— START SELECTION —
Cambium saver installation

Hi,

And sorry if (and when) this topic may have already been addressed on the forums.

However, I'd ask for tips in installing a cambium saver, such as Petzl treesbee in a tree. Purpose is recreational tree climbing (geocaching) with SRT.

The system I'm using to install and retrieve the treesbee from the ground as described in the Petzl technical notice https://m.petzl.com/sfc/servlet.shepherd/version/download/0681r00000GGDOOAA5 works fine as long as the branch I'm using is the lowest branch or at least does not have any other branches directly below it. If there are any other branches below, using the technique described in the technical notice will get the treesbee to get stuck in the lower branch when hauling it upwards.

On the other hand I'd like to have branches below the one I'm using for the cambium saver for safety reasons, i.e. that there would be some sort of backup branch below to catch the SRT rope in case the original branch would unexpectedly break for some reason.

Is there a practical and good way to be able to install treesbee to some higher branch, which has several branches directly beneath it, or is it impossible? I.e. is the only way to put the rope itself directly over the branch (with rope protector) and forget about the cambium saver/treesbee in these kind of trees?
 
Basal anchor
Why are you using a cambium saver for SRT? If you are, are you setting a crown anchor or a basal anchor?
To damage the tree as little as possible, in the case of geocaching plenty of people climb to the same tree, even using possibly the very same branch for their rope, which is why it should be impacted as little as possible. Also to keep my rope in good condition.

I'm using basal anchor (typically art snake anchor).

Are you saying that cambium saver is not a good idea on SRT? Why is that? Due to doubling the force at the branch?
 
Basal anchor

To damage the tree as little as possible, in the case of geocaching plenty of people climb to the same tree, even using possibly the very same branch for their rope, which is why it should be impacted as little as possible. Also to keep my rope in good condition.

I'm using basal anchor (typically art snake anchor).

Are you saying that cambium saver is not a good idea on SRT? Why is that? Due to doubling the force at the branch?
It's not that it's not a good idea, just unnecessary most of the time. A ring and ring friction saver makes a great canopy anchor though, especially if you use a lot of redirects, something you usually don't do whdn geocaching.
 
The Friction on a branch is very small in SRT. You wont damage the branch by not using a friction saver. To damage the tree as little as possible, use a canopy TIP.

You'll have the same issue as with the friction saver though: the rope will get cinched around the lowest branch if you capture multiple. To solve this issue you need to isolate a branch, so there is only a single branch captured by the throwline.
— END SELECTION —
— START INFORMATION SUPPLIED —
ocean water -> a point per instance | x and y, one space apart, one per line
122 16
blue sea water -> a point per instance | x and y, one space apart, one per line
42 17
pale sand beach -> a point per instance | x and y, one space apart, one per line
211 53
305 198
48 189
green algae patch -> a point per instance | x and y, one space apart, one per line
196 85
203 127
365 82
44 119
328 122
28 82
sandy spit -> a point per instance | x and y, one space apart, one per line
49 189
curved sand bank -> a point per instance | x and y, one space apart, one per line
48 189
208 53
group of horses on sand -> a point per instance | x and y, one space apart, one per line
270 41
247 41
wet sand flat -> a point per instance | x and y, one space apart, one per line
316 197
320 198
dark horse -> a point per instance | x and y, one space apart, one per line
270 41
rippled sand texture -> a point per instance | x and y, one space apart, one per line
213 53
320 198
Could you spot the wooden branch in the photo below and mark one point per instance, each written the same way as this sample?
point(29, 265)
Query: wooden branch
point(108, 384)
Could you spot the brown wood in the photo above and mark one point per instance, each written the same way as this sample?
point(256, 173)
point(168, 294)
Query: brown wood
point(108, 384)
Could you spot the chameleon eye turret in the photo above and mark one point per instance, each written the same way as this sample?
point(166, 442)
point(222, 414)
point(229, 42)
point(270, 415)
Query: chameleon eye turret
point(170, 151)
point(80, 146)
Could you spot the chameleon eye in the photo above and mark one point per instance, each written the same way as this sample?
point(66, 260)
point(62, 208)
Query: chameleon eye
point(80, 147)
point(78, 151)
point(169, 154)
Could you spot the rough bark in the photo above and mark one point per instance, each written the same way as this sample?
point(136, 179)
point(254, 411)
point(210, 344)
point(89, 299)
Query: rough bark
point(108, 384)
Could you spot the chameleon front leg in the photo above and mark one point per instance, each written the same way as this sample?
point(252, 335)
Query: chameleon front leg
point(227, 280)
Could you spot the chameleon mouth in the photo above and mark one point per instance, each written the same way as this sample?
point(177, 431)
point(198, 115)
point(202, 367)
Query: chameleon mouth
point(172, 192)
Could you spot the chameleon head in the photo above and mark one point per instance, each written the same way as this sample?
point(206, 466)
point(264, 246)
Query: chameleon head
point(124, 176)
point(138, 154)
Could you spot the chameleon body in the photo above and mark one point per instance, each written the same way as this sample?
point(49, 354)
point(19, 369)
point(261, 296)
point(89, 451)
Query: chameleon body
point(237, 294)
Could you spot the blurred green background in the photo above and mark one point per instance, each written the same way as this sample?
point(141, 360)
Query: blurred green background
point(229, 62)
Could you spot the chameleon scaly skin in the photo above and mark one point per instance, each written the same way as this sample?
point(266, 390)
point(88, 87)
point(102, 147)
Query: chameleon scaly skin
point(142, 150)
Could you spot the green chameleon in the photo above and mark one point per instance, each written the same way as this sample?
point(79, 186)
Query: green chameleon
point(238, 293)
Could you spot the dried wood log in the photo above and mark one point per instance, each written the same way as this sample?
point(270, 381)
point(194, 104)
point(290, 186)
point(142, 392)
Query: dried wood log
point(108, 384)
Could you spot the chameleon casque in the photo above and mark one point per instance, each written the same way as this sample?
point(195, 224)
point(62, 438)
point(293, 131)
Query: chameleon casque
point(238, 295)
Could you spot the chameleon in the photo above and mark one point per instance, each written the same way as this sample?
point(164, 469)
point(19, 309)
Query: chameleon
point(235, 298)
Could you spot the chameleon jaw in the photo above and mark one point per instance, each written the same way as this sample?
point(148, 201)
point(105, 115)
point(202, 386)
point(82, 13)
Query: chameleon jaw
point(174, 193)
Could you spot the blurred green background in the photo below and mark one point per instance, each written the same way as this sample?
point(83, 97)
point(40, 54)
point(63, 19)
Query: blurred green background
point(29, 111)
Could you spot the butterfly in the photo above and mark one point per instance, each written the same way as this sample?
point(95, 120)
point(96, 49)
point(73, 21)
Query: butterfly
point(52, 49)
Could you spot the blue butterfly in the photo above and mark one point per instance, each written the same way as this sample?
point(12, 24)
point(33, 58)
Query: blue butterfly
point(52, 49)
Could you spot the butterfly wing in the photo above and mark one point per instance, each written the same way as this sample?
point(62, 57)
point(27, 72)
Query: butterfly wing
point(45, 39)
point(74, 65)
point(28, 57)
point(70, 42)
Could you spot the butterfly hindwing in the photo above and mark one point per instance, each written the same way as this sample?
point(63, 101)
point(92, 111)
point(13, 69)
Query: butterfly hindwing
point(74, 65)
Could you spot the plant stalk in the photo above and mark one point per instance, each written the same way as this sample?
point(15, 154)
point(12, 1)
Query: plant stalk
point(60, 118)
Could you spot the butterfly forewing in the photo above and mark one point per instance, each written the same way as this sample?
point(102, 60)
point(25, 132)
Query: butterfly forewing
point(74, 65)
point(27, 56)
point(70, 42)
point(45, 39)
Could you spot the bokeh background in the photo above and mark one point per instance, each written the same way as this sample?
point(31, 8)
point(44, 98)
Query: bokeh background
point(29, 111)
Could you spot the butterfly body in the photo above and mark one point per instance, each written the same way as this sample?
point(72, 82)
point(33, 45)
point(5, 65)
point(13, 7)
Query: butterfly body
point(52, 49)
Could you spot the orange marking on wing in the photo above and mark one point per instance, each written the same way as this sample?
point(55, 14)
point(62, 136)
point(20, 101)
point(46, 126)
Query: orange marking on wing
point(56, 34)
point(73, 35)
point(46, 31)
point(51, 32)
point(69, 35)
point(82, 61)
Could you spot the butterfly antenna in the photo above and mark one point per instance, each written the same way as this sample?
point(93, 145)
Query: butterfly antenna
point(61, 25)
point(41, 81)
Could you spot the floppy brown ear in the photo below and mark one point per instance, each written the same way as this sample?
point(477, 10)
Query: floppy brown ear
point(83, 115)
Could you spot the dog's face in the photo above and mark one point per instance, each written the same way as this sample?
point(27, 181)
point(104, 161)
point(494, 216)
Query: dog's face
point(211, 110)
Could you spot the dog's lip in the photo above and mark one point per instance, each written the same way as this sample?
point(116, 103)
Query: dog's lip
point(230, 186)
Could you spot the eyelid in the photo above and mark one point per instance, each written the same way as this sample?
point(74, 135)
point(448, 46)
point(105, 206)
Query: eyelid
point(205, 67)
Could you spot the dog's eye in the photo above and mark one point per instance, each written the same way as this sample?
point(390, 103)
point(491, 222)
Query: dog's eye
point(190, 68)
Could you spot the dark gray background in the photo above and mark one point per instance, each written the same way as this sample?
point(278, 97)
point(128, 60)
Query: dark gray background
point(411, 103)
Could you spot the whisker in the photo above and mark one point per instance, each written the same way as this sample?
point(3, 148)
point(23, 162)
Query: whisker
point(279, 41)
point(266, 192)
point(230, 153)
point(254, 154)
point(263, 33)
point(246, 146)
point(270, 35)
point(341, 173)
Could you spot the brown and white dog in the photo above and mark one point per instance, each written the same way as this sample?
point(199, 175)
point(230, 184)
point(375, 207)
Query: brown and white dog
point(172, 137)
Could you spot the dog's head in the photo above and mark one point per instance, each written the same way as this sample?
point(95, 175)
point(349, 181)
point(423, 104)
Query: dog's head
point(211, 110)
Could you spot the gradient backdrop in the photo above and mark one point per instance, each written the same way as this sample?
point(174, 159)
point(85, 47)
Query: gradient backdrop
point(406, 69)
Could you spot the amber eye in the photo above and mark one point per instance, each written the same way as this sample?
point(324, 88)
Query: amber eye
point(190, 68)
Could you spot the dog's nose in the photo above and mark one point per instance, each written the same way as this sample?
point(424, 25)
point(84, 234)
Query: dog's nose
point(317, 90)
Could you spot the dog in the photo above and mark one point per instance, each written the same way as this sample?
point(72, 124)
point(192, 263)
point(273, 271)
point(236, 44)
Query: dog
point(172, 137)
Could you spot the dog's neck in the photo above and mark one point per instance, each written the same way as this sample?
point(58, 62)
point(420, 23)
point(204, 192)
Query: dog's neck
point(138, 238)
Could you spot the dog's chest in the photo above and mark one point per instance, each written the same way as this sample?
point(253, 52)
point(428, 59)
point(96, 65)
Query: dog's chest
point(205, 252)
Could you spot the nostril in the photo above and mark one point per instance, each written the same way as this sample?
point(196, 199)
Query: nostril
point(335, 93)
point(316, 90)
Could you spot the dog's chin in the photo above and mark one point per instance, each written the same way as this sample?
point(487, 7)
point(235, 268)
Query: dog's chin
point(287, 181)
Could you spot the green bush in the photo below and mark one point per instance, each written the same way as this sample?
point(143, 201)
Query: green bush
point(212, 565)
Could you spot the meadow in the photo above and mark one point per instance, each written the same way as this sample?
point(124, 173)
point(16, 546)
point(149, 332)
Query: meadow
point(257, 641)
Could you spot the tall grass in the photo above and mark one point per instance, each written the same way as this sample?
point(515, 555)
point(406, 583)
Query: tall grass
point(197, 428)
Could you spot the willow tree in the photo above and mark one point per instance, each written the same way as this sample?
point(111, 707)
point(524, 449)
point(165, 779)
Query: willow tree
— END INFORMATION SUPPLIED —
→ **TASK LIST**
1. Sum up the cambium saver discussion in three sentences.
2. Restate the paragraph of the cambium saver discussion beginning "The system I'm using" as a short bulleted list that keeps its main facts.
3. Carry on the cambium saver discussion from its final sentence.

→ **EXERCISE RESPONSES**
1. A recreational SRT climber who geocaches asks how to install a cambium saver such as the Petzl treesbee on a higher branch, because the method in the Petzl technical notice gets the saver stuck on any branch directly below. The climber wants lower branches as a backup in case the anchor branch breaks, uses a basal anchor, and uses the saver to limit damage to the tree and to protect the rope. Replies say a friction saver is usually unnecessary in SRT because the friction on the branch is very small, suggest a canopy TIP, and note that the rope gets cinched around the lowest branch unless a single branch is isolated with the throwline.

2.
- The method in the Petzl technical notice installs and retrieves the treesbee from the ground.
- It works fine as long as the chosen branch is the lowest one, or at least has no other branches directly below it.
- If there are branches below, hauling the treesbee upward with this technique gets it stuck on the lower branch.

3.
You could also just use a normal base tie, the wear on the tree is negligible. I occasionally do T5 caching too, and I'd use a base tie if the situation requires it. As long as you're not using spurs you wont damage the tree in any significant way.
 
The Friction on a branch is very small in SRT. You wont damage the branch by not using a friction saver. To damage the tree as little as possible, use a canopy TIP.

You'll have the same issue as with the friction saver though: the rope will get cinched around the lowest branch if you capture multiple. To solve this issue you need to isolate a branch, so there is only a single branch captured by the throwline.

You could also just use a normal base tie, the wear on the tree is negligible. I occasionally do T5 caching too, and I'd use a base tie if the situation requires it. As long as you're not using spurs you wont damage the tree in any significant way.
Or if you're natural crotching MRS.
 
It's not that it's not a good idea, just unnecessary most of the time. A ring and ring friction saver makes a great canopy anchor though, especially if you use a lot of redirects, something you usually don't do whdn geocaching.
Yes, that's typically the case in what I'm doing, i.e. go up, log the cache, descent down. So not much moving around in the canopy currently, allthough I'm interested to start practising that as well.. ;)
 
The Friction on a branch is very small in SRT. You wont damage the branch by not using a friction saver. To damage the tree as little as possible, use a canopy TIP.

You'll have the same issue as with the friction saver though: the rope will get cinched around the lowest branch if you capture multiple. To solve this issue you need to isolate a branch, so there is only a single branch captured by the throwline.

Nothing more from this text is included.